Page excerpt: Begin

Later, Al Kossow added the manual from IBM entitled System/360 Model 85 Functional Characteristics to his site, and with the complete layout of knobs and switches on the Model 85 front panel, I was able to prepare the following diagram:

The top half of the diagram illustrates the front panel of the Model 85, the bottom half that of the System/370 Model 165. Some aspects of the illustration of the System/360 in the diagram above are still conjectural.

As you may have noticed, the front panels have quite a bit in common in addition to the presence of microfilm displays and a CRT.

One of the things they have in common is the numeric keypad on the front panel, used to enter addresses and data. This, of course, long predates either the Interdata 8/32 or the Digital Equipment Corporation PDP-8/A.

Ed Thelen's site, another very informative site about early computers, had a section with a number of IBM product announcements for IBM customer engineers that I had only recently noticed. One for the System/360 Model 85 was present there.

I had known that the microcode for the Model 85 was in words that were 108 bits long, as this figure is given in a standard work on computer microcode that gives comprehensive details about the microcode formats of the IBM System/360 models 40 and 50, as well as those of the RCA Spectra/70 model 45 and the Honeywell H4200, Microprogramming: Principles and Practices, by Samir S. Husson, published by Prentice-Hall.

Page excerpt: End
Source information: Begin

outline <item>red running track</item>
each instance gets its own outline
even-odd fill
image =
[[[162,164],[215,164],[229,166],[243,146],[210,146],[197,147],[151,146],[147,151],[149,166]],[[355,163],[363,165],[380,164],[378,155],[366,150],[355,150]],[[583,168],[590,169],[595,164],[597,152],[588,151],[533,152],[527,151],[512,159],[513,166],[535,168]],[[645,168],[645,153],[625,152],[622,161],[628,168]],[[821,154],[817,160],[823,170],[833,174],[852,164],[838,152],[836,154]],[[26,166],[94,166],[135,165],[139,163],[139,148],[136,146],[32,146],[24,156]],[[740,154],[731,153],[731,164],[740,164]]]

Source information: End
Source information: Begin

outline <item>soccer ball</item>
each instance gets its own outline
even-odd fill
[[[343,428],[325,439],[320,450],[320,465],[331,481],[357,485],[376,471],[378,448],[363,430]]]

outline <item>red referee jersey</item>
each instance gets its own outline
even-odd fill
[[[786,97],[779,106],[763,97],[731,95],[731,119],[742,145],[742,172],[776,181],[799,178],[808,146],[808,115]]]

Source information: End

**Questions**.
A - Repeat the System/360 Model 85 passage word for word, beginning at the words "Later, Al Kossow" and stopping after "Equipment Corporation PDP-8/A.".
B - Answer these questions from the System/360 Model 85 passage:
(i) Who added the IBM manual on the Model 85's functional characteristics to his site?
(ii) Which computer's front panel appears in the bottom half of the diagram?
(iii) How many bits long were the Model 85's microcode words?
C - Please write the next part of the System/360 Model 85 passage, picking up after its last sentence.
The rows have no connection to the System/360 Model 85 passage.

**Answers for the tasks**.
A -
Later, Al Kossow added the manual from IBM entitled System/360 Model 85 Functional Characteristics to his site, and with the complete layout of knobs and switches on the Model 85 front panel, I was able to prepare the following diagram:

The top half of the diagram illustrates the front panel of the Model 85, the bottom half that of the System/370 Model 165. Some aspects of the illustration of the System/360 in the diagram above are still conjectural.

As you may have noticed, the front panels have quite a bit in common in addition to the presence of microfilm displays and a CRT.

One of the things they have in common is the numeric keypad on the front panel, used to enter addresses and data. This, of course, long predates either the Interdata 8/32 or the Digital Equipment Corporation PDP-8/A.

B -
(i) Al Kossow
(ii) The System/370 Model 165
(iii) 108 bits

C -
The product announcement stated that the Model 85 computer had read-only storage containing 2,048 108-bit words of microcode, and that it also had writeable control store for diagnostic purposes, expandable from 512 108-bit words to 1,024 126-bit words. Actually, it said 515 108-bit words; I think that's a misprint. But wouldn't the 126 also be a misprint?

When I discovered that the 360/85 had the microfilm panels like those of the 370/165, I had asked about whether or not the similarities ran deeper, and someone noted that the microcode word of the latter was not 108 bits long, but 126 bits long.

Doing some web searching about the 370/165 and 370/168, I turned up the claim that the IBM System/370 Model 3033 computer was somewhat hastily produced, after IBM's ambitious Future System project was abandoned, and was largely based on the IBM System/370 model 168 design. (It did not, however, have a front panel in any way resembling that of the 370/168; in fact, it only had a small vestige of a front panel.)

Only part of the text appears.